[TEXT PROVIDED]

BEGIN

As an editor for Criterion, I’ve been lucky to work over the past four years on the supplemental interviews on our disc releases and the Criterion Channel. At the start of 2020, I had an idea that it might be fun to do something with all the footage of room tone I’ve accumulated. For those who aren’t familiar with film and video production, “room tone” is the ambient sound of a space typically captured at the end of a shoot. Editors think of it almost like the mortar between bricks: if I’m cutting together different takes, creating an artificial pause, or eliminating a speaker’s “ums” and “ahs,” I need to layer in that sound to make sure the final result is seamless. Room tone is something that can’t really be faked, because each space has its own ambience, and it’s very hard to re-create once you’ve left.
One of my influences for this little project was the portrait photography of Philippe Halsman, who shot over a hundred covers for Life magazine in the 1950s and ’60s. At the end of every session, he’d ask his subjects to jump so he could photograph them in midair. He believed this strategy—and his subjects’ loss of physical control in the process of jumping—revealed unique aspects of their personalities. It struck me that there was something similar about the footage I was piecing together. Capturing room tone requires our interview subjects to sit quietly for thirty to sixty seconds, and of course when you ask a bunch of people to do the exact same thing, they’ll all end up doing it differently. As you’ll see, some are very playful while others are more meditative; some close their eyes, and some look around the room or check their phones.
Everything included in this video comes from interviews conducted for Criterion Blu-ray and DVD editions or Channel programs we put out this year, so there are some moments that were shot before the start of the pandemic and many others that were shot during it. I wanted to share this as a holiday thank-you not just to our audience but also to our very brave and professional production crew around the world, whom you’ll see at various points wearing masks as they hold color cards or microphones. Room tone is essentially the crew’s gift to an editor; by recording it, they’re making my work easier. With that in mind, I’m sending this out as my gift to them.

END

[RECORD EXCERPTS]

BEGIN

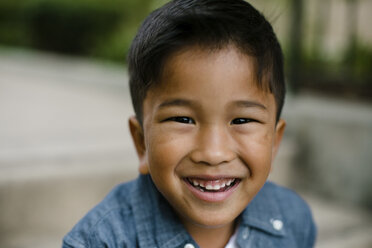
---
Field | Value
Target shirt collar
[131,175,194,248]
[131,175,286,248]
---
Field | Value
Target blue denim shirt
[63,175,316,248]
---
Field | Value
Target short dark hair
[128,0,285,124]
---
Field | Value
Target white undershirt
[225,231,238,248]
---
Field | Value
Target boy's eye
[231,118,254,125]
[166,116,195,124]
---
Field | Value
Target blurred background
[0,0,372,248]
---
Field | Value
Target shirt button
[242,227,249,239]
[184,243,195,248]
[271,220,283,231]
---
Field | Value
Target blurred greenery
[0,0,154,61]
[0,0,372,99]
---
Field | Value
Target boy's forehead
[144,47,275,113]
[157,45,270,95]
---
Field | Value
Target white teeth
[226,179,235,186]
[190,179,235,192]
[205,184,214,190]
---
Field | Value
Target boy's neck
[184,222,236,248]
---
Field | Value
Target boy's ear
[272,119,287,158]
[129,116,149,174]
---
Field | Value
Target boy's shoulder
[241,181,316,247]
[63,176,316,248]
[63,180,137,248]
[63,175,192,248]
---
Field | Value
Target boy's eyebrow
[234,100,267,110]
[158,98,193,109]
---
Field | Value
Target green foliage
[0,0,152,61]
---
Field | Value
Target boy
[63,0,315,248]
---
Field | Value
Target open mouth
[185,178,240,193]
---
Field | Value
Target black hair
[128,0,285,124]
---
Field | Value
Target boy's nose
[190,127,235,165]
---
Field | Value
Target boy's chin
[181,208,236,229]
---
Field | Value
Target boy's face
[130,47,285,232]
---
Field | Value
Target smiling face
[130,47,285,236]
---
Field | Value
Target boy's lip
[183,175,241,203]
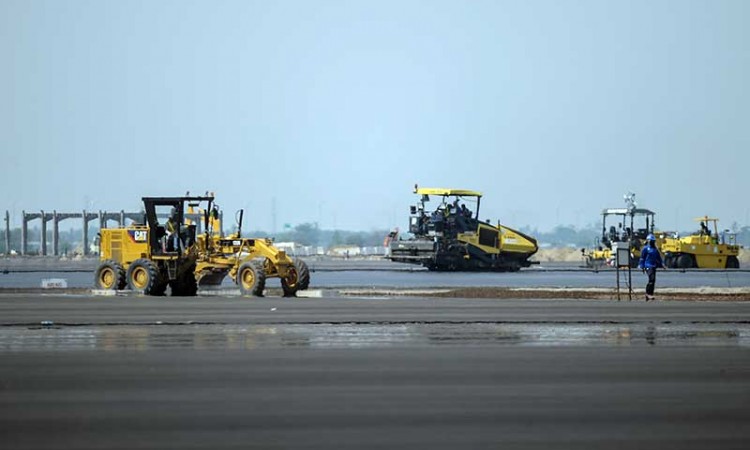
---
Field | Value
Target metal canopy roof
[414,188,482,197]
[602,208,656,216]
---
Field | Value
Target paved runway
[0,266,750,289]
[0,295,750,449]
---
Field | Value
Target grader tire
[294,258,310,291]
[126,258,167,296]
[94,259,127,291]
[281,258,310,297]
[237,261,266,297]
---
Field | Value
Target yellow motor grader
[94,196,310,296]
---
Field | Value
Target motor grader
[95,196,310,296]
[389,185,538,272]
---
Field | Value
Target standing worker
[638,234,666,301]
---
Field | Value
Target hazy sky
[0,0,750,230]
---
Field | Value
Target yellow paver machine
[389,186,539,272]
[95,196,310,296]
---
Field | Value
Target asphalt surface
[0,263,750,289]
[0,295,750,449]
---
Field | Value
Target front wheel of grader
[237,261,266,297]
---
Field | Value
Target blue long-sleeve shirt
[638,245,664,269]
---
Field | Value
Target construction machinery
[581,192,663,268]
[389,185,539,272]
[660,216,742,269]
[95,195,310,296]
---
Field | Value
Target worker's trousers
[646,267,656,295]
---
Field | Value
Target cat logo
[128,230,148,242]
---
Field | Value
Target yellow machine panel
[99,226,151,270]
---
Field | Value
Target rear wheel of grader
[94,259,127,291]
[237,261,266,297]
[281,258,310,297]
[127,258,166,295]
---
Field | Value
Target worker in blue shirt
[638,234,666,301]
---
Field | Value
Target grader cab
[95,196,310,296]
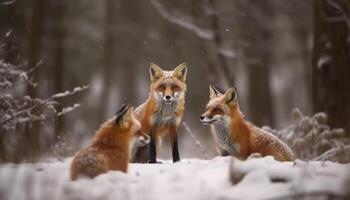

END

[INSTRUCTIONS]
**a)** In the text about room tone, how long must interview subjects sit quietly for room tone to be captured?
**b)** List every editing situation the text about room tone names as requiring the editor to layer in room tone.
**c)** Please quote the text about room tone word for word, starting at "Everything included in" and ending at "gift to them.".

[SOLUTIONS TO THE EXERCISE]
**a)** Thirty to sixty seconds.

**b)**
- Cutting together different takes
- Creating an artificial pause
- Eliminating a speaker's "ums" and "ahs"

**c)**
Everything included in this video comes from interviews conducted for Criterion Blu-ray and DVD editions or Channel programs we put out this year, so there are some moments that were shot before the start of the pandemic and many others that were shot during it. I wanted to share this as a holiday thank-you not just to our audience but also to our very brave and professional production crew around the world, whom you’ll see at various points wearing masks as they hold color cards or microphones. Room tone is essentially the crew’s gift to an editor; by recording it, they’re making my work easier. With that in mind, I’m sending this out as my gift to them.